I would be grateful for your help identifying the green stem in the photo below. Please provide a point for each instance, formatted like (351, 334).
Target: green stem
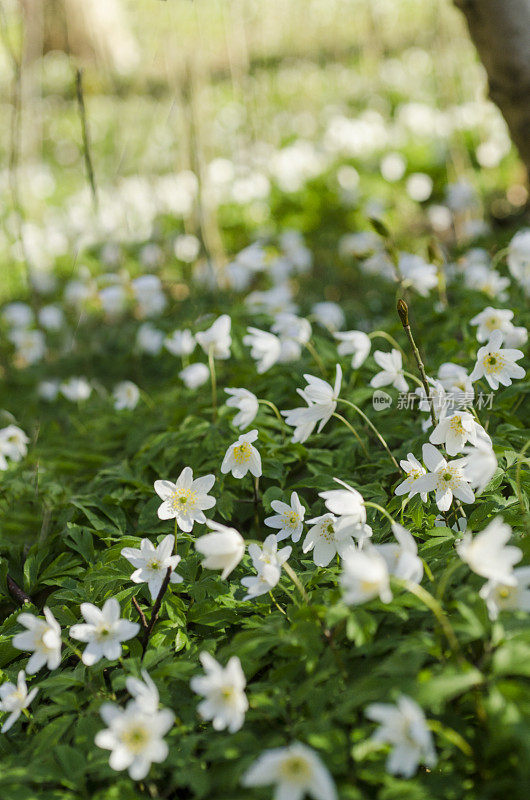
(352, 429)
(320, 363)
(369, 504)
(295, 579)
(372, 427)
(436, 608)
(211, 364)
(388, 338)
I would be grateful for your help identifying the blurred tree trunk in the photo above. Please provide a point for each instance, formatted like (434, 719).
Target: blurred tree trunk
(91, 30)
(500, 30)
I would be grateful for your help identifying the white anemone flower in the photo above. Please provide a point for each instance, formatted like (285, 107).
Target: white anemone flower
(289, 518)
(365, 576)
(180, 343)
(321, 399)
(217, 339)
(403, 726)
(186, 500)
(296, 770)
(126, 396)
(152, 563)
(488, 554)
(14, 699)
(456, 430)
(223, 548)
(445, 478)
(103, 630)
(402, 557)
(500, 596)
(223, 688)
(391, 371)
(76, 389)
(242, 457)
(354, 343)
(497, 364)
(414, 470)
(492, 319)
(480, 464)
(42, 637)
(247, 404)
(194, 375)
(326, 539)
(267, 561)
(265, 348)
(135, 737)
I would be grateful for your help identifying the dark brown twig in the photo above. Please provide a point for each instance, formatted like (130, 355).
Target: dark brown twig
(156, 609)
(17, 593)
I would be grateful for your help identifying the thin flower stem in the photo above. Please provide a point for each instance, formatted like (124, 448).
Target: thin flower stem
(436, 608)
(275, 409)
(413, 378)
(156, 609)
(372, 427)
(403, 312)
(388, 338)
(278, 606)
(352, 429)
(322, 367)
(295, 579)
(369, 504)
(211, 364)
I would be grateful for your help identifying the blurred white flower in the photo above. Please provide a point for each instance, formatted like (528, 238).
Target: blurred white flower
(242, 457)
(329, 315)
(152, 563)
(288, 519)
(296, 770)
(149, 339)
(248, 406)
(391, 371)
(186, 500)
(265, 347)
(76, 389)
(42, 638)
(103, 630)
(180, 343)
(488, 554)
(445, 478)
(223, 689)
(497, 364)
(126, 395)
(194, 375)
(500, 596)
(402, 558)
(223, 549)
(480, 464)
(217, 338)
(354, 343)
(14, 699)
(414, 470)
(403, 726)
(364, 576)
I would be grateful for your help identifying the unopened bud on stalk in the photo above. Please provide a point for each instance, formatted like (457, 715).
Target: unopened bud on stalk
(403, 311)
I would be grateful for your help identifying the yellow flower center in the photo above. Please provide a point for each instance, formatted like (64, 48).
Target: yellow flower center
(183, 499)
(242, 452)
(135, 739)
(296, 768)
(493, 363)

Your goal
Everything in the listing above, apart from its pictures, must be repeated exactly.

Exercise response
I would be grateful for your help identifying the green stem in the photo below. Please provide a point for each instance, formatted like (351, 334).
Target: green stem
(352, 429)
(320, 363)
(369, 504)
(295, 579)
(372, 427)
(436, 608)
(211, 364)
(388, 338)
I would be grateful for your help identifying the blurred tree trunk in the photo above. Please provide a point for each instance, formatted like (434, 719).
Target: blurred tree trunk
(91, 30)
(500, 30)
I would be grateful for your help identifying the white anemone flower in the photo above. Please provide a point for each instance, formatted like (285, 107).
Target: white anemone flower
(289, 518)
(365, 576)
(180, 343)
(321, 399)
(217, 339)
(403, 726)
(186, 500)
(296, 770)
(126, 396)
(152, 563)
(488, 554)
(14, 699)
(456, 430)
(223, 548)
(445, 478)
(103, 630)
(402, 557)
(500, 596)
(223, 688)
(391, 371)
(76, 389)
(242, 457)
(354, 343)
(497, 364)
(414, 470)
(492, 319)
(480, 464)
(42, 637)
(247, 404)
(194, 375)
(326, 539)
(267, 561)
(265, 348)
(135, 737)
I would be grateful for your help identifying the dark brown twig in the photo above. Please provide a point for each instance, formatted like (130, 355).
Target: dark brown twig
(156, 609)
(17, 593)
I would be grateful for your help identifying the thin flower stem in the photo above. Please provide a point for each instance, formatted like (124, 448).
Target: thin flower stem
(436, 608)
(275, 409)
(413, 378)
(156, 609)
(372, 427)
(403, 312)
(388, 338)
(278, 606)
(352, 429)
(322, 367)
(295, 579)
(369, 504)
(211, 364)
I would be grateful for your help identifying the blurred white flower in the photo above. Please provide a point for each instance, formatted like (528, 238).
Target: blurred white flower
(242, 457)
(329, 315)
(152, 563)
(288, 519)
(296, 770)
(149, 339)
(248, 406)
(391, 371)
(186, 500)
(265, 347)
(76, 389)
(42, 638)
(103, 630)
(180, 343)
(488, 554)
(445, 478)
(223, 689)
(497, 364)
(126, 395)
(194, 375)
(500, 596)
(402, 558)
(223, 549)
(480, 464)
(217, 338)
(354, 343)
(14, 699)
(414, 470)
(403, 726)
(364, 576)
I would be grateful for your help identifying the unopened bud on stalk in the photo above. Please provide a point for each instance, formatted like (457, 715).
Target: unopened bud on stalk
(403, 311)
I would be grateful for your help identifying the yellow flower center in the photo above. Please provide a point for each instance, formatted like (64, 48).
Target: yellow flower center
(183, 499)
(242, 452)
(135, 739)
(296, 768)
(493, 363)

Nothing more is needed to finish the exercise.